Your task ▸
Below are the records; collect from them each line containing the string "front".

Supplied material ▸
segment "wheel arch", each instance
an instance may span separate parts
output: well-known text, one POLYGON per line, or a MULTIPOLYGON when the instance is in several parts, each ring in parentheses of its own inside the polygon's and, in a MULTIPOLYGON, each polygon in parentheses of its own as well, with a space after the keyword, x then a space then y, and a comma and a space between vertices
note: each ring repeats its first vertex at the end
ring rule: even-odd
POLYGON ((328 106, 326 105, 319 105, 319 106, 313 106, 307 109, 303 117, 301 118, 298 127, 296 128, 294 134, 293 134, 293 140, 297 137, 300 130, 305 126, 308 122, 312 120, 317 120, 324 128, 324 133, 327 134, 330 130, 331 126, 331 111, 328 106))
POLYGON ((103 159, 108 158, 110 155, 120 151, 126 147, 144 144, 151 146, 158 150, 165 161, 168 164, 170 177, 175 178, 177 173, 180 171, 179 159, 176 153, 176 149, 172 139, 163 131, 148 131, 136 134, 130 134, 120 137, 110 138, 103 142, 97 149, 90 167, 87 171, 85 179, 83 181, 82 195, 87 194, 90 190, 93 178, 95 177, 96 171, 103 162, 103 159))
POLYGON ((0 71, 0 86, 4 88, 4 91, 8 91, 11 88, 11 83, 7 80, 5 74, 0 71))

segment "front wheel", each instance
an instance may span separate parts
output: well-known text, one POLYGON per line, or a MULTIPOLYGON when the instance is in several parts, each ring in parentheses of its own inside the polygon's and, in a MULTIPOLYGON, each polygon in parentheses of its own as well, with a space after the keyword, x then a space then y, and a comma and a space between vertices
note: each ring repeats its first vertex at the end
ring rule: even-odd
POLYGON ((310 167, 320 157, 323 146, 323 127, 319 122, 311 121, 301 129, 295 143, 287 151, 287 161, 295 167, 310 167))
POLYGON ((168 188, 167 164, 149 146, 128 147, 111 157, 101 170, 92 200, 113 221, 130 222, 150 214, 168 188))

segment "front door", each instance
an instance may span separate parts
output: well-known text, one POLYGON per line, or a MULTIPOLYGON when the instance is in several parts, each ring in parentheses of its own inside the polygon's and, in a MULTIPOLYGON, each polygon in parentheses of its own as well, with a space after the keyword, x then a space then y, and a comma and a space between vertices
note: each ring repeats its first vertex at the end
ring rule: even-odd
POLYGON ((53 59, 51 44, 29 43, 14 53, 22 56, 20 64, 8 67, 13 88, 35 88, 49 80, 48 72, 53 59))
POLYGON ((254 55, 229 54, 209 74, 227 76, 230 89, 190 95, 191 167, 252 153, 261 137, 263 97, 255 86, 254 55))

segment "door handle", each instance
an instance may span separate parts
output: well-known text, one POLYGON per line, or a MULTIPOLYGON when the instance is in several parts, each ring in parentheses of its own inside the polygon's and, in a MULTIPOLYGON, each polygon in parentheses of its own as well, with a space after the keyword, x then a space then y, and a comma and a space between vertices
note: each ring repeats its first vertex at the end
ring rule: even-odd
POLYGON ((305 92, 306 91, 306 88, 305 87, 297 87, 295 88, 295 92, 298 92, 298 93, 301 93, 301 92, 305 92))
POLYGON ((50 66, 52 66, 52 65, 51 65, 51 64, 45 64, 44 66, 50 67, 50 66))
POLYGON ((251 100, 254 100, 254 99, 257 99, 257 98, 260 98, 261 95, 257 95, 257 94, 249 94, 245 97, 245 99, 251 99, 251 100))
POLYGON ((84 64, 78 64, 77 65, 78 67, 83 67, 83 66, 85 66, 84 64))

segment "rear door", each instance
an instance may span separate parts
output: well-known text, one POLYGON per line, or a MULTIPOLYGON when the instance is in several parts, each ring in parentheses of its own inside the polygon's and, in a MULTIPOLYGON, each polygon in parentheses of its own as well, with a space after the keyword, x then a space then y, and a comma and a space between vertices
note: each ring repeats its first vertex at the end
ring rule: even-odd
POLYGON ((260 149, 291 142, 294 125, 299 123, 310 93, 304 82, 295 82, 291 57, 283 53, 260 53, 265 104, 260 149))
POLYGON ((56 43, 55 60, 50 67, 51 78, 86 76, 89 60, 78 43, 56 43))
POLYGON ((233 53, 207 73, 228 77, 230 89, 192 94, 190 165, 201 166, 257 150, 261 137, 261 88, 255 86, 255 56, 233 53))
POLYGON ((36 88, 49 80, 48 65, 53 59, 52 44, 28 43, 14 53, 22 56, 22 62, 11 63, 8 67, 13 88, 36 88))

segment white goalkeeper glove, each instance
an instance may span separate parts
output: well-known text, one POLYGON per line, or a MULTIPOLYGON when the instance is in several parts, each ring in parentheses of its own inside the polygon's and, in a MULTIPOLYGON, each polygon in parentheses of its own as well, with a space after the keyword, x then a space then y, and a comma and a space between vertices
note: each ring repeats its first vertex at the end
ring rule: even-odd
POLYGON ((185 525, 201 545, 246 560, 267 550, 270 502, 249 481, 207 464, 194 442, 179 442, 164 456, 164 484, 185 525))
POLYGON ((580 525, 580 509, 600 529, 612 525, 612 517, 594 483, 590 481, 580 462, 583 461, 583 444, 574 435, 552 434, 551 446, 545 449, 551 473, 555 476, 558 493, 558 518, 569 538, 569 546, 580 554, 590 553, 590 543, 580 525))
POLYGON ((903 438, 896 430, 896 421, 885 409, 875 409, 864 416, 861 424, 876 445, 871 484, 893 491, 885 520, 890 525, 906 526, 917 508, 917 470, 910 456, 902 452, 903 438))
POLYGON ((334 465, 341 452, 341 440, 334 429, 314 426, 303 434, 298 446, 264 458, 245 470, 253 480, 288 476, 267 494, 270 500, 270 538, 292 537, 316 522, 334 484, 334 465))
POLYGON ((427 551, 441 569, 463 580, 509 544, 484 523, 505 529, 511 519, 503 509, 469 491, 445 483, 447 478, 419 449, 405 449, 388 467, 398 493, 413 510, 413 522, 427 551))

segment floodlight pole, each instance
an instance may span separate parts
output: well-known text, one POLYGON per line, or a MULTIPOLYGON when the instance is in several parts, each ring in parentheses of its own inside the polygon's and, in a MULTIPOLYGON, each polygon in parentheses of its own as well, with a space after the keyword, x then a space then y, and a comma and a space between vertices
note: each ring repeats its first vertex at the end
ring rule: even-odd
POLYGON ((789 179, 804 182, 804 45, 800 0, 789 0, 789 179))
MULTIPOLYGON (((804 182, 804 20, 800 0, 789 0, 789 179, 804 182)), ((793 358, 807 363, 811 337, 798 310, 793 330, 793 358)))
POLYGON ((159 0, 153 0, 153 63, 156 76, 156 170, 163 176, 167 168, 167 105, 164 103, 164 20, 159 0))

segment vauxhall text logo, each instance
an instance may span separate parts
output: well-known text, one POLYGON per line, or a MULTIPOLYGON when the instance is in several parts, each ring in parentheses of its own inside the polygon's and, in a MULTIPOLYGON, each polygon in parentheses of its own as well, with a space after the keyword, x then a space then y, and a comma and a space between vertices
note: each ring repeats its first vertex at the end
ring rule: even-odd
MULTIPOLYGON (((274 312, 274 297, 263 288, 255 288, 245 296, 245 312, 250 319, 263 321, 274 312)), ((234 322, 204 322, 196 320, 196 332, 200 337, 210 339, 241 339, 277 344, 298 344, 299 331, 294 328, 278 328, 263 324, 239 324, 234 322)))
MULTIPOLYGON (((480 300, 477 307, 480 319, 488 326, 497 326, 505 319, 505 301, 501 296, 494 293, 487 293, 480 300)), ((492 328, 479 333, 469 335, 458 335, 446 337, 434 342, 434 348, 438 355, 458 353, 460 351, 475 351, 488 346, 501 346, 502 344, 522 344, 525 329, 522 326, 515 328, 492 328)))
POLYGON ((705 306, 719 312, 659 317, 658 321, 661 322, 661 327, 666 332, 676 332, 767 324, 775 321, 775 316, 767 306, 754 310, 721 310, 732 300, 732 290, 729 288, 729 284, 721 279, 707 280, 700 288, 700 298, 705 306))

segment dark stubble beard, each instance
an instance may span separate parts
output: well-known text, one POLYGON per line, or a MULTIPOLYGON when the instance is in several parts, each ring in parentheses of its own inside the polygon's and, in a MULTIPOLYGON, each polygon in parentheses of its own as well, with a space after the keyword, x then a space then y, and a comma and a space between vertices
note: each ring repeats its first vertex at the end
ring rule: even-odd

Reply to the exercise ▸
segment "front wheel", each instance
segment "front door", each instance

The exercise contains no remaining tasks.